▶ **TEXT SECTION**:
RAG_URL = "https://api.example.com/rag/answer"

def call_rag(question: str):
    t0 = time.time()
    r = requests.post(RAG_URL, json={"question": question}, timeout=30)
    r.raise_for_status()
    data = r.json()
    return {
        "answer": data["answer"],
        "chunks": data.get("retrieved_chunks", []),
        "trace_id": data.get("trace_id"),
        "latency_ms": int((time.time() - t0) * 1000),
        "tokens": data.get("usage", {}).get("total_tokens", 0)
    }

def run_eval(path="eval_data.jsonl"):
    results = []
    with open(path) as f:
        for line in f:
            tc = json.loads(line)
            out = call_rag(tc["question"])
            results.append({**tc, **out})
    return results

Step 3: LLM-as-judge for correctness and groundedness

Use a deterministic judge prompt and request strict JSON output. Keep judge temperature at 0 for stability.

from openai import OpenAI
import json

client = OpenAI()

JUDGE_PROMPT = """

▶ **EXCERPTED RECORDS**:
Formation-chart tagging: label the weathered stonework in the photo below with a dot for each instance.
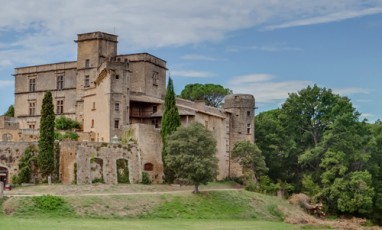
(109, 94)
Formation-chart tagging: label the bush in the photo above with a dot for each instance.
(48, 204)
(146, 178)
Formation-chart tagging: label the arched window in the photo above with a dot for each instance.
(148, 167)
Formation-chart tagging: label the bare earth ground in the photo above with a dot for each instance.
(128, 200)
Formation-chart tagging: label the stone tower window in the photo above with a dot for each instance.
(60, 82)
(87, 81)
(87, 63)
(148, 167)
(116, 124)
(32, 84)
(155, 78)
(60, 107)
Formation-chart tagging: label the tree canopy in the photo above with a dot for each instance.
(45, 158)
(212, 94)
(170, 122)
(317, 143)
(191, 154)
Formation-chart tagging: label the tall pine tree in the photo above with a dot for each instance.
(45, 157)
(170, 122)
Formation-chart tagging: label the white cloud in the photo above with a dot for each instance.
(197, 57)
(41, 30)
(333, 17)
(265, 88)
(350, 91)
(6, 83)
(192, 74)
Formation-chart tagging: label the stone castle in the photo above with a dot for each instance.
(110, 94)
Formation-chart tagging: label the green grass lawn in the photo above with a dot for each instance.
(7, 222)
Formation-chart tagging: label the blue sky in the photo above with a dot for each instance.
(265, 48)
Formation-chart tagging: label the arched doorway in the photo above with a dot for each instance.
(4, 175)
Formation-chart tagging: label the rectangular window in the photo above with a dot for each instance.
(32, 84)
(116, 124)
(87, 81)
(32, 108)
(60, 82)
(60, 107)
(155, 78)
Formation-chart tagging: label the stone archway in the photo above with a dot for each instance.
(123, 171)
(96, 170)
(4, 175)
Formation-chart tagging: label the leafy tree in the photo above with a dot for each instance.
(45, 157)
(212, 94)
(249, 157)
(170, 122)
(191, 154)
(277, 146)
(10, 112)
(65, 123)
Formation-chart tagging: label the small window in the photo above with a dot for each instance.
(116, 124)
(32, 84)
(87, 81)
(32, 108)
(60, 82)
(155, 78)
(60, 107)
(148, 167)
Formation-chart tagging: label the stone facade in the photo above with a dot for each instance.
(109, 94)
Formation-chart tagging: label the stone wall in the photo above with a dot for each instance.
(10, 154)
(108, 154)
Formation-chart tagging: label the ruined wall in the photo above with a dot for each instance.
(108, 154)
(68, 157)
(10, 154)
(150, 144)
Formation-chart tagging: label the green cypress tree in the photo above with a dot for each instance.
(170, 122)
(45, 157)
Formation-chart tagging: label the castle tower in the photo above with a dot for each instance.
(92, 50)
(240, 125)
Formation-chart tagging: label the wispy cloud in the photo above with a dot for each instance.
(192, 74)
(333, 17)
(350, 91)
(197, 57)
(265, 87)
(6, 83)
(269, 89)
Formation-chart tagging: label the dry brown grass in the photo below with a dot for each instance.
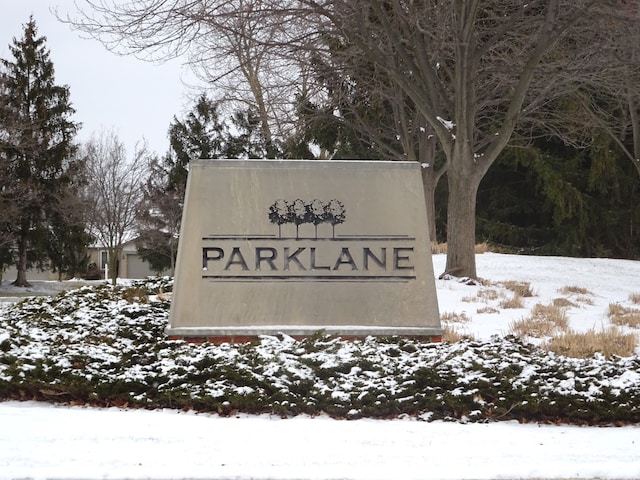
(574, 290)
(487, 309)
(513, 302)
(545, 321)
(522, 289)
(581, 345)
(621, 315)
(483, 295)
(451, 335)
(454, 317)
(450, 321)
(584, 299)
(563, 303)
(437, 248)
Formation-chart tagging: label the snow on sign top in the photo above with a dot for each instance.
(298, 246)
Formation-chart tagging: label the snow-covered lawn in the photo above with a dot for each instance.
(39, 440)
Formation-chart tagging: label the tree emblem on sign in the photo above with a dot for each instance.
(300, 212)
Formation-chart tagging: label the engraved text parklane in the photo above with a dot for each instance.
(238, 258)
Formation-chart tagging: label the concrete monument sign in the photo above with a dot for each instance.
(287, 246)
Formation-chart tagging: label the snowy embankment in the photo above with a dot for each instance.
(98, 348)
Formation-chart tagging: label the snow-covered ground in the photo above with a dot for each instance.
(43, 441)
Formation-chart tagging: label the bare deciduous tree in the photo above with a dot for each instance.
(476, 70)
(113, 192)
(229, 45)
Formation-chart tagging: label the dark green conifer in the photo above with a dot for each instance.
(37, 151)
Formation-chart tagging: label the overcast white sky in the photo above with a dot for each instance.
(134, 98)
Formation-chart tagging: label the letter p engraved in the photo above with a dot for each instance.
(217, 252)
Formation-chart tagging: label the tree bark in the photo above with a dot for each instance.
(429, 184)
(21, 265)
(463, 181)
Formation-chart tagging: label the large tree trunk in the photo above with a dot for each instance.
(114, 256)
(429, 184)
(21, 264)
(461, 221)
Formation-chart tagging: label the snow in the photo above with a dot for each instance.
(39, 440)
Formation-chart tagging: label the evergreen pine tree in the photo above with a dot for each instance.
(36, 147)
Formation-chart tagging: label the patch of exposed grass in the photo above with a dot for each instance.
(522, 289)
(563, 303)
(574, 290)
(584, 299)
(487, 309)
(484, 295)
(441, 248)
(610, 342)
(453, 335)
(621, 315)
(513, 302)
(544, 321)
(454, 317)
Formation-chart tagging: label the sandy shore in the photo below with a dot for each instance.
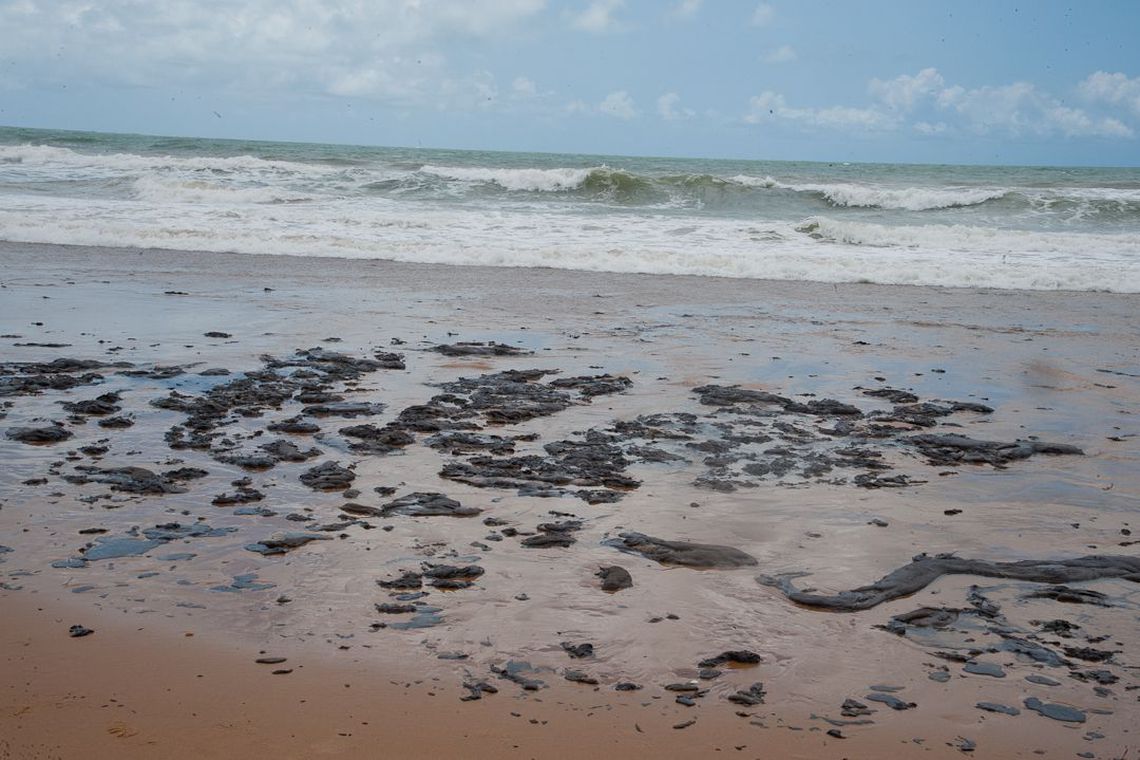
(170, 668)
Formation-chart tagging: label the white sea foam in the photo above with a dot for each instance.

▶ **YOUR TASK**:
Copy the RAG evaluation text from "Step 3: LLM-as-judge" to "0 for stability.", changing "deterministic" to "fixed". None of the tasks needs the listing.

▶ **WORKED SOLUTION**:
Step 3: LLM-as-judge for correctness and groundedness

Use a fixed judge prompt and request strict JSON output. Keep judge temperature at 0 for stability.